REQUIREMENT
Could you pull out every line of the records below, starting with the one containing "Identify white door in the frame above." and going on through the end of the records, and reproduce each of them word for word?
-- start of RECORDS SHOWN --
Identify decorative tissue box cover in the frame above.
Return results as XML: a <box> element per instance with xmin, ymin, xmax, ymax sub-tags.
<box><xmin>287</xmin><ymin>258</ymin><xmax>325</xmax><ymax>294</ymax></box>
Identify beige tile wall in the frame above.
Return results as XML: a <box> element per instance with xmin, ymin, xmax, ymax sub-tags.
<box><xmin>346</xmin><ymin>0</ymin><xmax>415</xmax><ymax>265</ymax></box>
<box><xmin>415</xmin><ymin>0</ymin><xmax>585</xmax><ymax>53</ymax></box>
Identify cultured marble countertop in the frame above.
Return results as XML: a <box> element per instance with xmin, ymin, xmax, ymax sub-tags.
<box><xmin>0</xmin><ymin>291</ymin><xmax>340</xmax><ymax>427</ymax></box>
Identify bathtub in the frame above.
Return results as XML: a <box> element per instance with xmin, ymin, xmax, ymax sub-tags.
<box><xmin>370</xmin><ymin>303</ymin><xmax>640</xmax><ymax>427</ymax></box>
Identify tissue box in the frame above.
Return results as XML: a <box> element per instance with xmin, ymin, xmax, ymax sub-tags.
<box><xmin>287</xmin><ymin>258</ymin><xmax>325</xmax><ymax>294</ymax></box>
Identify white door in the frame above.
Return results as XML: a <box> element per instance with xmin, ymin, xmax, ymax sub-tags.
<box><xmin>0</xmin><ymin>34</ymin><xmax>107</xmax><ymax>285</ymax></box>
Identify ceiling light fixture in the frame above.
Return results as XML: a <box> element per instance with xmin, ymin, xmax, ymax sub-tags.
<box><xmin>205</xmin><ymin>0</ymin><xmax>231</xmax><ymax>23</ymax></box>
-- end of RECORDS SHOWN --
SOLUTION TO THIS PROBLEM
Identify white door in the frame above.
Return results as XML: a <box> element per instance with xmin, ymin, xmax, ymax sub-tags.
<box><xmin>0</xmin><ymin>34</ymin><xmax>107</xmax><ymax>285</ymax></box>
Identify ceiling light fixture in the frame above.
Return results as XML: a <box> element per instance with xmin, ymin, xmax, ymax sub-tags.
<box><xmin>205</xmin><ymin>0</ymin><xmax>231</xmax><ymax>23</ymax></box>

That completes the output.